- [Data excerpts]
=== Section Start ===
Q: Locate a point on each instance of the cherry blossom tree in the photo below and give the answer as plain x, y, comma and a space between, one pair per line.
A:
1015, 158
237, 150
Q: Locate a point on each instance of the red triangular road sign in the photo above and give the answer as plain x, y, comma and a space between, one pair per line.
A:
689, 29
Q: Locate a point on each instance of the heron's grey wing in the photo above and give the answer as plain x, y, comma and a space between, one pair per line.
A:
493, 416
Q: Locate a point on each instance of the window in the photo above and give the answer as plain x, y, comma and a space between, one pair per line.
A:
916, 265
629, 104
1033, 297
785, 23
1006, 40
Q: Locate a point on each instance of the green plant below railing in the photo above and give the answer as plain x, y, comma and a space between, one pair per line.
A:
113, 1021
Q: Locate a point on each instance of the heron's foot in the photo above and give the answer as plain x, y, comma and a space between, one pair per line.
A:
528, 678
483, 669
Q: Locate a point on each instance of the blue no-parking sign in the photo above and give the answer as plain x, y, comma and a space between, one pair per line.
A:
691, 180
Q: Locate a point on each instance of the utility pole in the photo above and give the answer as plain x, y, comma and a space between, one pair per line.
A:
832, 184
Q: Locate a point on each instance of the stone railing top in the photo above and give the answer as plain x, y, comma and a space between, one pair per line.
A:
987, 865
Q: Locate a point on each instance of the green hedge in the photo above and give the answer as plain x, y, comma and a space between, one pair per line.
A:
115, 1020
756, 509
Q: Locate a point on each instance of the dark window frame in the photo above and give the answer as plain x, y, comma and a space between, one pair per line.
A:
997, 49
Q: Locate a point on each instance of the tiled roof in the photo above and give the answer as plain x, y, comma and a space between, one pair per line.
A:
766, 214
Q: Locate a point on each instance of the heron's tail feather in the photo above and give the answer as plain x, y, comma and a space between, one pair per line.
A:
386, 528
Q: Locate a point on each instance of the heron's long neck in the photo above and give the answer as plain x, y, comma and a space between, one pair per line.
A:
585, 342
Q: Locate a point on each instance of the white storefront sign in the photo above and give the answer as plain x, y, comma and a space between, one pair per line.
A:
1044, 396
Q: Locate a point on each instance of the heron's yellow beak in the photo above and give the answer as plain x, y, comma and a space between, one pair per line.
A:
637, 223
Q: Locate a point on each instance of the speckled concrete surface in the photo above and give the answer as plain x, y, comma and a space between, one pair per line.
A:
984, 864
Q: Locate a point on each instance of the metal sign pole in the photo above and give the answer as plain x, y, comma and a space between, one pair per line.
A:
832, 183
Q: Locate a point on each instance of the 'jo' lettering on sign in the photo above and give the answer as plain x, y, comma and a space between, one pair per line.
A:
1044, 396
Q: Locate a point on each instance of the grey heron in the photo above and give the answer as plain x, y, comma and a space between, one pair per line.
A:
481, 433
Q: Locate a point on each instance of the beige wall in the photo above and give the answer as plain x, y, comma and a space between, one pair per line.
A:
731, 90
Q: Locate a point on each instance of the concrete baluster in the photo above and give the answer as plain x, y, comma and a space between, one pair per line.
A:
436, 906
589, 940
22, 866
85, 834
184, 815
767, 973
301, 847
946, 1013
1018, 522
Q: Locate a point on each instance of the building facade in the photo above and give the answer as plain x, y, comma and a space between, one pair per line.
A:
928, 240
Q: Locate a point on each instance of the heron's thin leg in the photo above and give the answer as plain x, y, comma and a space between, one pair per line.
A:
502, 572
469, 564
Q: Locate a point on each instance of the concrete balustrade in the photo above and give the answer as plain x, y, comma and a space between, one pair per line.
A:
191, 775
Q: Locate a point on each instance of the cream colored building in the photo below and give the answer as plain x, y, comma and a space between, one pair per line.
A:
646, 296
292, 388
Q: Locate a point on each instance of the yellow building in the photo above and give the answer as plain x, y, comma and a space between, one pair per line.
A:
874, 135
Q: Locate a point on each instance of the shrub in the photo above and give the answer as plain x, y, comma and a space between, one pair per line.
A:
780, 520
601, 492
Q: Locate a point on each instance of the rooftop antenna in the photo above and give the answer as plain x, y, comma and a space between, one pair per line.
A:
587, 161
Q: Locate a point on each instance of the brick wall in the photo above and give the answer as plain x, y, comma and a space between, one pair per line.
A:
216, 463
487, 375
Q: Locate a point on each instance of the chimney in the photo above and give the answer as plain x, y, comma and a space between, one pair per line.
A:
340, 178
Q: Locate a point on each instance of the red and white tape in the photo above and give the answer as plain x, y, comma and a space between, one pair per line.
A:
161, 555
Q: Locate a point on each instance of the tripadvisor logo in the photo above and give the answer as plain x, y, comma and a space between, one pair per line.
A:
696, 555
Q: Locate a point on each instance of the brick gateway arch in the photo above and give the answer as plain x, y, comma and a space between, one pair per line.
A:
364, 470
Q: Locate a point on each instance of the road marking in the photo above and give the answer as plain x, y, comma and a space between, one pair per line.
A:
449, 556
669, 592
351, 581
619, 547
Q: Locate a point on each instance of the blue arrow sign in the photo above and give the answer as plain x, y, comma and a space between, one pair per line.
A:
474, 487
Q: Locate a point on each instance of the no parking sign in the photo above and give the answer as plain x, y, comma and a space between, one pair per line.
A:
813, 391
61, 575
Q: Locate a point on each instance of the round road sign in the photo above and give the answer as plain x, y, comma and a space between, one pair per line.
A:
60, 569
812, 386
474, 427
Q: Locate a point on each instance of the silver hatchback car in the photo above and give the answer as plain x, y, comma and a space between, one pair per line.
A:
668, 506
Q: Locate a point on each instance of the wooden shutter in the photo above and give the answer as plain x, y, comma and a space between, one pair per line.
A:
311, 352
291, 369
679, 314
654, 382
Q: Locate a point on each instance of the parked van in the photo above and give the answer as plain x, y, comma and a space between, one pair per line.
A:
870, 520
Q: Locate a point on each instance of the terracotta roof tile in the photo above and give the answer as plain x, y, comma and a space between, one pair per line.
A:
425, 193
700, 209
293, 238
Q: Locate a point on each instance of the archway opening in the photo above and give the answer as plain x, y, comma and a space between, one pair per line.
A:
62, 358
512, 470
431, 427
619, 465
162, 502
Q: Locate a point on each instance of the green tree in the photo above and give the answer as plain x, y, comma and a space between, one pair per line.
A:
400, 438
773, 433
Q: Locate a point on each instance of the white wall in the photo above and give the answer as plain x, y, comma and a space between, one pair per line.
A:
=== Section End ===
- [Required work]
Write the data out once more, exactly as it was given.

- [Solved problem]
Q: Locate a point on each instance of the cherry blossom tree in the photo below and give the answer as plain x, y, comma and a space between, one pair per line.
A:
1015, 158
237, 150
Q: Locate a point on each instance of the red triangular road sign in the photo above and give the answer as plain x, y, comma and a space between, one pair per line.
A:
689, 29
Q: Locate a point on each instance of the heron's grey wing in the photo above and give the answer as plain x, y, comma and a space between, one pair per line.
A:
493, 416
Q: Locate a point on each instance of the window in the photo above and give the answer as plain x, y, comma and a space between, one pair per line.
A:
916, 265
629, 104
1033, 297
785, 23
1006, 40
Q: Locate a point on each instance of the green plant below railing in the photo above and give the answer as plain x, y, comma and a space between, one pair per line.
A:
113, 1021
Q: Locate a point on each instance of the heron's foot in the photo above and give the answer as plain x, y, comma and a space between, one pair per line.
A:
528, 678
483, 669
Q: Locate a point on each instance of the blue no-parking sign in the photo above and give the answer as plain x, y, comma and a space between, one pair per line.
A:
691, 180
Q: Locate a point on each instance of the utility pole in the photo above and give the answer as plain x, y, comma and a space between, one pair per line.
A:
832, 184
Q: Locate a point on each instance of the stone railing top in the photo above and give the answer as plain x, y, comma and a space between, one pair per line.
A:
987, 865
Q: Locate a point on each instance of the green hedge in the photo above and give the answer as plain x, y, comma and a space between, one pair per line.
A:
115, 1020
756, 509
Q: Locate a point on each instance of the dark window frame in the photo above and give the answer as plain x, y, comma and a space between, one pair per line.
A:
997, 49
Q: Locate a point on each instance of the tiled roof in the photo above and give the answer as plain x, y, comma and a space between, one pair per line.
A:
766, 214
Q: Locate a point on each instance of the heron's tail feather in the photo above and give the answer as plain x, y, comma and a space between, one pair per line.
A:
386, 528
Q: Locate a point on each instance of the heron's long neck in the photo above and give the answer as plain x, y, comma and a space between, one pair per line.
A:
585, 342
Q: Locate a point on each instance of the white storefront sign in the photo above and give the answer as plain x, y, comma and a space between, one pair per line.
A:
1044, 396
Q: Locate a point on each instance of the heron's yellow beak in the photo above and give the answer as plain x, y, comma and a space between, one pair per line.
A:
637, 223
Q: Locate a point on each instance of the speckled concrete surface in the photo above and give the answer as plain x, y, comma and a space between, one pair per line.
A:
984, 864
Q: Locate a point on each instance of the metal sign pole in the photo above and give the answer as plain x, y, comma and a space between, one pair per line.
A:
832, 183
Q: Locate a point on each instance of the 'jo' lettering on sign in the photo above and give the answer as plain x, y, comma and a space between, one pair per line.
A:
1044, 396
Q: Locate a point on each instance of the grey heron in the photo above and give the answer as plain x, y, comma and a space between, one pair per line.
A:
481, 433
Q: Locate a point on each instance of the beige wall in the photo above and give the answer as plain x, y, comma and a space between, one pair per line.
A:
731, 90
Q: Locate a point on each instance of the concrete baluster in the photo above and give the answer as plain x, y, comma and a space between, one pair per line.
A:
436, 906
589, 940
22, 866
85, 834
184, 815
767, 973
301, 847
946, 1013
1018, 522
Q: Locate a point on each instance of the building facade in the photo above and give the answer as plain x, y, comma and a space between, one pair per line.
A:
928, 240
Q: Locate a point on each instance of the heron's thin leg in the photo above and give the answer as plain x, y, comma and a space between, one pair per line.
A:
502, 572
469, 564
Q: Locate a point on each instance of the concrete balustrade in the photo above and give the answer as plain x, y, comma and a space between, one pair per line.
A:
191, 775
Q: Locate a point on each instance of the cream colored building in the photo below and give the answer as plain x, y, comma and a space between, one pair per line.
A:
646, 296
292, 388
Q: Locate a point on each instance of the yellow building in the photo above and give the answer as plain x, y, comma and a space between, one pair per line.
A:
874, 135
Q: Locate a point on each instance of the shrub in the photo above and give the answer as plain x, y, comma and a space between, one pair per line.
A:
780, 520
601, 492
Q: Locate a point on each instance of the rooftop antenna in the photo above and give the answer as plain x, y, comma and a space between, one pair per line.
A:
587, 161
Q: Locate a point on each instance of the brick wall in the photo above and give the answer as plain x, y, comma and a space between, one pair per line.
A:
216, 463
487, 375
Q: Locate a point on each instance of the chimney in the photo above and give the answer as plain x, y, comma and a space between, one pair per line.
A:
340, 178
Q: Locate a point on each instance of the red and white tape in the photo above and give the answer as plain x, y, comma and a space between, one pair per line.
A:
161, 555
Q: Locate a point on each instance of the tripadvisor logo in the photo above and give the answer as plain x, y, comma and a space between, one pair per line.
A:
696, 555
Q: Locate a point on each instance of the brick gateway arch in the photo above and give the answer as plain x, y, comma and a space between, one pair per line.
A:
364, 470
Q: Locate a point on each instance of the road marking in the photo above and give the answer as plain x, y, comma and a space between, one pair per line.
A:
449, 556
669, 592
351, 581
619, 547
Q: Locate a point on each instance of the blue arrow sign in the photo above and give the answer as plain x, y, comma and a space between, one pair per line.
A:
474, 487
Q: Locate a point on each instance of the no parking sign in the photo above and give the answer as plain x, y, comma and a space between, one pair per line.
A:
813, 391
61, 575
Q: Locate a point on each instance of the round road sign in the photo above and give the answer as plain x, y, comma and a space between, one pair per line.
A:
60, 569
812, 386
474, 427
Q: Locate a point on each instance of the silver hatchback car in the photo above and give the answer as plain x, y, comma and a space between, one pair per line.
A:
668, 506
Q: Locate a point on each instance of the wooden shutter in the photo above and give the answer as plain x, y, comma and a space between, one pair per line.
A:
311, 352
291, 369
679, 314
654, 382
Q: Locate a point on each instance of the parked van in the photo above and give the answer as plain x, y, comma and a space between, one pair per line.
A:
870, 520
Q: Locate a point on each instance of the terracotta roof tile in the photo above and give the answer as plain x, y, comma and a space between, one pair per line.
A:
425, 193
700, 209
293, 238
Q: Locate a point on each instance of the archway opening in the photo above and give the answer as plain x, y, comma and a space between, one pair per line.
A:
62, 358
512, 470
431, 427
619, 465
162, 502
Q: Locate a point on each instance of the green tree in the photo above and give the answer as plain x, y, comma and a space between, one pair per line.
A:
400, 438
773, 433
Q: Locate a point on each instance of the white wall in the photo above and give the answer as plain x, y, comma and a space between, one pair per line.
A:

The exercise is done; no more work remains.